Problem requirements
The whole listing that follows should be printed again, unchanged.

Material to process
===============

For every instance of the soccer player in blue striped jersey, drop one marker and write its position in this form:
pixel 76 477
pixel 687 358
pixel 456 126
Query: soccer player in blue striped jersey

===============

Response box
For every instance of the soccer player in blue striped jersey, drop one marker and write its position in this form:
pixel 76 477
pixel 687 358
pixel 456 126
Query: soccer player in blue striped jersey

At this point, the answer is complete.